But that depends on your definition of revolution. The Antifa crowd like to doom-monger the collapse of all that is not Nazi hate at the hands of “flag brandishing” (to quote the Telegraph) violent skinhead thugs. And otherwise respectable sceptics like to fantasise images of lamp-posts suspending the whole political class. But actually, the dissatisfied English working class and their allies are not particularly susceptible to Bolshevik-style rabble rousing, as the whole character and makeup of yesterday’s protest demonstrated.
I’ll leave aside the small outbreak of violence, whose instigators and participants are far from clear – it was masked Antifa protestors who were filmed throwing stuff at retreating (!) police officers on Westminster Bridge. But even if Free-Speech ruffians were involved, it was a tiny faction, despite dominating the state-curated headlines of the Mail and the Telegraph, as usual ineffectively downplaying the event.
What is more plausible as a regime-change model than 1789 or 1917 is the Velvet Revolution of Czechoslovakia, a genuine “colour revolution” in which the sheer pressure of peaceful protest gave the autocratic Communists no remaining base from which to rule. Revolts in the so-called Democratic West have a slightly different problem, in that they do not face quite the same totalitarian cliques, but rather uniparties wedded to ideologically captured institutions and international structures like the EU. In other words, many thousands of people, and not just a few tens or hundreds, have to be induced to resign. But once a people refuses to be ruled, resign they must.
In the Velvet Revolution itself, and in some other transitions of power in the old Eastern bloc, one factor that kept the revolutions peaceful was the close involvement of the churches, or some of them. And something of that involvement was very evident amongst the marchers, and on the stage, yesterday. Apart from the myriad crosses on national flags (whose Christian symbolism one speaker pointed out to applause), there was a good number of actual wooden ones, “Jesus is King” banners, dog-collars and other signs that marchers were there to further Christ’s liberation, and not simply Tommy Robinson’s. And it was Tommy who invited Christians to speak, sing and pray.
The murder of Charlie Kirk, and the spiritual response to it in America, reminds us that millions of Christians, both committed and cultural, have been involved in the MAGA movement, and not simply the Christian Nationalist megachurch leaders influencing the White House. As long as these ordinary Americans see themselves as preserving the traditional values of Christ in family, business and state, the likelihood of their leader and figurehead, President Trump, becoming another Stalin is vanishingly improbable. I suspect that here, as there, an increasing number of genuine Christians will side with “the revolution” rather than with the globalist Establishment. It does appear that the current polarisation of society is along “not peace, but the sword” variety, that is good v. evil. But Jesus’s admonition to Peter to put down his sword predominates in Christian political instincts.
The changes in America have been wrought through their existing political system, radical though the present administration’s Augean Stable clearout has been. Over here the situation is less tidy. There are grave doubts amongst the grass-roots dissidents that PM-in-waiting Nigel Farage has the qualities to become an English Trump, and he himself stubbornly disowns the hundreds of thousands, or more, who marched yesterday, as “that lot.” Consequently, Advance leader Ben Habib was the only British politician, and not an MP at that, who spoke, and gained the crowd’s support… but probably not the nation’s votes. So the probable course of future events is by no means obvious, and I don’t intend to try to predict it here.

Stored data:
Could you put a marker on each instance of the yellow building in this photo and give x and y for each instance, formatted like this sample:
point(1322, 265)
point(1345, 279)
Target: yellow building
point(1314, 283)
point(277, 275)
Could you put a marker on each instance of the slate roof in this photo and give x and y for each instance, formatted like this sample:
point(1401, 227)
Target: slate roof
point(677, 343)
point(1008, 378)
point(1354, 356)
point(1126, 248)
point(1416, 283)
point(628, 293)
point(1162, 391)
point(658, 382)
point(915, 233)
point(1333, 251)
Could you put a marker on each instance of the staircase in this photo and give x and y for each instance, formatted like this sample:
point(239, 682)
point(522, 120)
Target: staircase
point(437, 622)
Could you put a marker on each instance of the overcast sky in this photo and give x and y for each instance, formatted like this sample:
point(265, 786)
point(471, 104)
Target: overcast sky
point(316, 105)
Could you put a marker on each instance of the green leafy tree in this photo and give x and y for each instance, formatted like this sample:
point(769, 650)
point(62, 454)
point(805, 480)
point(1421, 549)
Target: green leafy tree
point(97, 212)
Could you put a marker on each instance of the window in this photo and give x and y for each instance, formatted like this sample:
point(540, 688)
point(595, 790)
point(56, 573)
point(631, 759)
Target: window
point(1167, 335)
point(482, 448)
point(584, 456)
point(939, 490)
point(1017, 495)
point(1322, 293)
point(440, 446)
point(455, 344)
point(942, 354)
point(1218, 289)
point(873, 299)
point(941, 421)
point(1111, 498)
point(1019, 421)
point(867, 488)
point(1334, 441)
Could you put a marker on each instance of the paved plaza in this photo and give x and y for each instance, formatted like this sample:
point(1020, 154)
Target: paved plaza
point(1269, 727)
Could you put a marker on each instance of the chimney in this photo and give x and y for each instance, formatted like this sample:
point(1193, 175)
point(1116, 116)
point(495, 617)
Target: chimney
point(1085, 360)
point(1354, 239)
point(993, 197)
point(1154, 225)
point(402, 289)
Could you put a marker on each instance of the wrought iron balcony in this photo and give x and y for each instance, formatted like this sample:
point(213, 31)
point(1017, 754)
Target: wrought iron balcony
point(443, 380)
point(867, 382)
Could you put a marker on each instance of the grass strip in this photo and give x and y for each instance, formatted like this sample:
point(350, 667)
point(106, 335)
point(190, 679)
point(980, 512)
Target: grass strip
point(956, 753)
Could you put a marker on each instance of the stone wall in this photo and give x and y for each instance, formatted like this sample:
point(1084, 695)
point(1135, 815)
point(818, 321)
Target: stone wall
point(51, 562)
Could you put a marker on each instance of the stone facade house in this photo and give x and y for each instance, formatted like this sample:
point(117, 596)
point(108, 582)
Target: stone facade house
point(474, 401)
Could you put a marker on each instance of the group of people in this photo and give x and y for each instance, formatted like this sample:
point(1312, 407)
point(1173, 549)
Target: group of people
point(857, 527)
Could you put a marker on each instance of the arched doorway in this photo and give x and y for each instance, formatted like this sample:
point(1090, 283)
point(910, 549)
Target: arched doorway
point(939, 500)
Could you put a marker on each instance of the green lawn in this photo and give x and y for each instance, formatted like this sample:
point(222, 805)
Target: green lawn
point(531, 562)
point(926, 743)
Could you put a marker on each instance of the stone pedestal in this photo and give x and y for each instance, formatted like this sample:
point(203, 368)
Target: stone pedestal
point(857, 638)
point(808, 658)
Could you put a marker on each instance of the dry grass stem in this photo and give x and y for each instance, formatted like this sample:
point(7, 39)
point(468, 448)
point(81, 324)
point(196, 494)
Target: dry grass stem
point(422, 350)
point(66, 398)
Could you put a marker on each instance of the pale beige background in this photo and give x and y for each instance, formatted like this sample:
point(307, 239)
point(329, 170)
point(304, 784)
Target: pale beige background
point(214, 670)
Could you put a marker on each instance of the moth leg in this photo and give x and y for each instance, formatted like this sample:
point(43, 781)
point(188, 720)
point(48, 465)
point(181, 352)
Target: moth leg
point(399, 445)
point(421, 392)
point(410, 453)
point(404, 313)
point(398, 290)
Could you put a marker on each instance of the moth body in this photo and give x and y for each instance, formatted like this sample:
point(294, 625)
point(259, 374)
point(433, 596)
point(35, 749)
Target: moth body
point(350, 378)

> Challenges:
1) List every person the protest commentary mentions by name.
2) Write the next paragraph of the protest commentary, picking up after its final sentence.
The stored data is separate material and is not part of the protest commentary.

> Written answers:
1) Tommy Robinson, Charlie Kirk, Donald Trump (President Trump), Joseph Stalin (Stalin), Nigel Farage, Ben Habib, Peter, Jesus (Christ)

2)
The Kingdom of God is not political, and yet Christians have seldom stood aloof from the political process, and that seems to be legitimate discipleship unless you’re a Mennonite or a JW. As I have said, Christian opposition to unjust regimes has facilitated, and often tempered, the overthrow of many of them. My own church was founded, to a large extent, by Baptist soldiers actively engaged in overthrowing Charles 1. It seems to me that, usually, such radical political activity is ethical, rather than theocratic.
Yesterday, for example, it was clear that many of the Populist leaders from Europe who spoke see how central Christianity is to their nations, and are not simply taking the cross as an anti-Islamic emblem. Yet whilst Catholic, Evangelical or other traditions inform their efforts, they are not seeking to impose a theocracy, which is why they expressed such solidarity with historically Protestant England yesterday. And remember that whilst Elon Musk too sees Christianity as essential, his own dream is of a free technocracy, in which the trivial religious goal is simply playing with space-ships to Mars.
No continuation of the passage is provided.